Extrait du texte:
····················

Même mécontentement du Consul, qui nous fit repartir avec ordre de prêter, en passant, notre secours aux troupes qui attaquaient l'île d'Elbe et ses forts; nous nous y rendîmes, en effet, et tous les soirs nos vaisseaux défilaient, mettaient en panne devant ces forts et les canonnaient; ceux-ci ripostaient; mais c'était plus de bruit que d'effet, et il en résultait peu de dommage. L'assaut fut enfin résolu; l'amiral envoya un renfort de troupes, et je commandais un canot de débarquement. En passant sous un fort, son feu se dirige sur nous; un de nos soldats se lève entre les bancs des rameurs, et le voilà qui gesticule, menace l'ennemi, crie et s'agite. Ses mouvements gênent le jeu des avirons, et je lui donne ordre de s'asseoir; il fait semblant de ne pas m'entendre; je me lève à mon tour; je vais à lui, et, j'allais le prendre au collet, lorsqu'une volée très bien nourrie passe au-dessus du canot; le soldat, alors, s'abaisse, et il paraît se coucher au fond de l'embarcation. Le pauvre homme! nous vîmes, en débarquant, qu'il ne s'était pas couché de peur… il était mort, et il n'avait pas été atteint. Un boulet était passé entre sa figure et mon bras; l'action violente de ce boulet avait opéré sur sa respiration, du moins, on le dit ainsi; et il avait cessé de vivre.
L'île d'Elbe devint une conquête de Bonaparte, qui la perdit ensuite, et qui, plus tard, y subit un premier exil en face de cette autre île où il avait reçu le jour. Quant à nous, reprenant nos troupes, nous songeâmes à achever notre mission.
Cependant nous avions beaucoup de malades; nos bâtiments étaient mal armés; aussi l'amiral, débarquant ses malades à Livourne, jugea que le reste des soldats pourrait se placer sur quatre vaisseaux; il choisit les quatre meilleurs voiliers, les pourvut aux dépens des trois autres88, se dirigea vers le détroit appelé le phare de Messine et renvoya trois vaisseaux, sous le commandement de l'amiral Linois qui, plus tard, eut avec eux, à Algésiras89, un très beau combat, où il triompha de forces anglaises plus que doubles des siennes.

····················

(Entrées de données enregistrées)
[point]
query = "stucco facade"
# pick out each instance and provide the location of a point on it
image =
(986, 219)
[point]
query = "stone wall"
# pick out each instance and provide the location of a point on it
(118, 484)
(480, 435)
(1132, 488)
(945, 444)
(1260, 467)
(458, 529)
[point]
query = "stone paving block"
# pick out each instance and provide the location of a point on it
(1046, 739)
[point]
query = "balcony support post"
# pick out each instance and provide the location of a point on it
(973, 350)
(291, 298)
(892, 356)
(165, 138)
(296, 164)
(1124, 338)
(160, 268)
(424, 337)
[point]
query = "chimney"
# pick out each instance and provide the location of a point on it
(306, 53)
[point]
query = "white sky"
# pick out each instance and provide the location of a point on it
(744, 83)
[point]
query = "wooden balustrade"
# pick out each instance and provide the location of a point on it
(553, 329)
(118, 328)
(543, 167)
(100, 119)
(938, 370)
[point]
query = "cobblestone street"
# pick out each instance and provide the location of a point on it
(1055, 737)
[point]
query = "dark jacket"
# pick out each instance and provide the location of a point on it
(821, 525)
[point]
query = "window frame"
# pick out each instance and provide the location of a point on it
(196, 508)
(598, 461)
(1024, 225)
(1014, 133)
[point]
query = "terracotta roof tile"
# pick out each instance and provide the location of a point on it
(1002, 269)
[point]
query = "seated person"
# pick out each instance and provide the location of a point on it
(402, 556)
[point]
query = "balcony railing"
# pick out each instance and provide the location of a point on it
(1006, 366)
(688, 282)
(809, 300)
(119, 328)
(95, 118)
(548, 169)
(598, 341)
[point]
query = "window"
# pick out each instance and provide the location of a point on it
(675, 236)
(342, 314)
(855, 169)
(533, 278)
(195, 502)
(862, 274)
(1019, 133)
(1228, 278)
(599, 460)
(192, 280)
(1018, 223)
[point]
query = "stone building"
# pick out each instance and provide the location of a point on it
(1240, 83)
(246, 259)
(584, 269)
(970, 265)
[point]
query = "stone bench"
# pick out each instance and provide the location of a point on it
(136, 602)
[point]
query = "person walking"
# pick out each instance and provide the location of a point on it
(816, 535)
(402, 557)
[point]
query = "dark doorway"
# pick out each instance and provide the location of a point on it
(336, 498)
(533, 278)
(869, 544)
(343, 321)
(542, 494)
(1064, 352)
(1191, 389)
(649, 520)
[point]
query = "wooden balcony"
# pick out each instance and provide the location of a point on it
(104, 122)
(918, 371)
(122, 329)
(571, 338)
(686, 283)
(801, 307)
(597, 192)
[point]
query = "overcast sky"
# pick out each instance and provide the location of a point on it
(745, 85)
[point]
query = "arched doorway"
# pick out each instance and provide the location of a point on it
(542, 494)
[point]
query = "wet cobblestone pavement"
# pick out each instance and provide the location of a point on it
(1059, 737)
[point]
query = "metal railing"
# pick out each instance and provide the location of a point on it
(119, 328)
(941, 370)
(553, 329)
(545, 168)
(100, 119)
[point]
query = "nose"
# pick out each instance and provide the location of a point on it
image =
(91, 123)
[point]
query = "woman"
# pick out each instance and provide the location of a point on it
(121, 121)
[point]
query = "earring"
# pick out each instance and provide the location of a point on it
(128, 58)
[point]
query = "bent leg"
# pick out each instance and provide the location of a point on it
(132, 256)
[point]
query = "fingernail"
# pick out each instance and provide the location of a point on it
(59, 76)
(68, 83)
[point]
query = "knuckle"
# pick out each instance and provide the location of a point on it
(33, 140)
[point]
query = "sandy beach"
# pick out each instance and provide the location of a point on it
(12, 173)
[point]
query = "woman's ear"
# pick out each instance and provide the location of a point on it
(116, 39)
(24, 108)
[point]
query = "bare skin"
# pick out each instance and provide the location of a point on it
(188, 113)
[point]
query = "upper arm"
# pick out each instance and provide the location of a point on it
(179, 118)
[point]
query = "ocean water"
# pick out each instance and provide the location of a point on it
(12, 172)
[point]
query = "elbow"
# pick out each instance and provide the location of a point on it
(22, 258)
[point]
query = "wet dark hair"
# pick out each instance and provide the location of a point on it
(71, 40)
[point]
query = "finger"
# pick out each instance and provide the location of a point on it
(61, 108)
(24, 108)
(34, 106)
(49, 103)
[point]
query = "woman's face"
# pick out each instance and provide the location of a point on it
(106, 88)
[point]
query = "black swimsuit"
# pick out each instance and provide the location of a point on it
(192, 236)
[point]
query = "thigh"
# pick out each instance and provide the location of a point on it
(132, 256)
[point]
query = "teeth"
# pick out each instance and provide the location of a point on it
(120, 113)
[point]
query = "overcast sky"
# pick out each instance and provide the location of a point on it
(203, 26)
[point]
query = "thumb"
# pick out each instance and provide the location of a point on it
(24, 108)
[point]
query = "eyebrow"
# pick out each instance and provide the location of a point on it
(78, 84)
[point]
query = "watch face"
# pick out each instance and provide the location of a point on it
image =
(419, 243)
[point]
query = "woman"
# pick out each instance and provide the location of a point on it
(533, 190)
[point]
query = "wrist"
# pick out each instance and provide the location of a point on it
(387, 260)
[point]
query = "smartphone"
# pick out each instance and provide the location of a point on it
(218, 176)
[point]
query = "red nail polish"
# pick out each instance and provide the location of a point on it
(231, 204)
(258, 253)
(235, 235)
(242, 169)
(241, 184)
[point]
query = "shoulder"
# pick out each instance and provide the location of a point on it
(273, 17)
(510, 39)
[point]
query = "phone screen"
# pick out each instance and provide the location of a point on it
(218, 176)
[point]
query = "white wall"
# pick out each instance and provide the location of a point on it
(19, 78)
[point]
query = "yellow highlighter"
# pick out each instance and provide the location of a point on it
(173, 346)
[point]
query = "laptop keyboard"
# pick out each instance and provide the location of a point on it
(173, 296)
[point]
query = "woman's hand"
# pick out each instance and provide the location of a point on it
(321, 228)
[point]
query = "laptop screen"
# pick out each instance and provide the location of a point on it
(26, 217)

····················

Consignes de travail:
(a) D'après l'extrait sur l'attaque de l'île d'Elbe, pourquoi l'amiral décide-t-il de placer le reste des soldats sur quatre vaisseaux seulement ? Répondez en une à trois phrases.
(b) Rassemblez toutes les lignes des enregistrements qui contiennent le mot "balcony".

Réponses ci-dessous:
(a) L'amiral agit ainsi parce que l'escadre comptait beaucoup de malades et que les bâtiments étaient mal armés. Après avoir débarqué les malades à Livourne, il jugea que les soldats restants pouvaient tenir sur quatre vaisseaux. Il choisit donc les quatre meilleurs voiliers et les pourvut aux dépens des trois autres.

(b)
query = "balcony support post"
query = "balcony railing"
query = "wooden balcony"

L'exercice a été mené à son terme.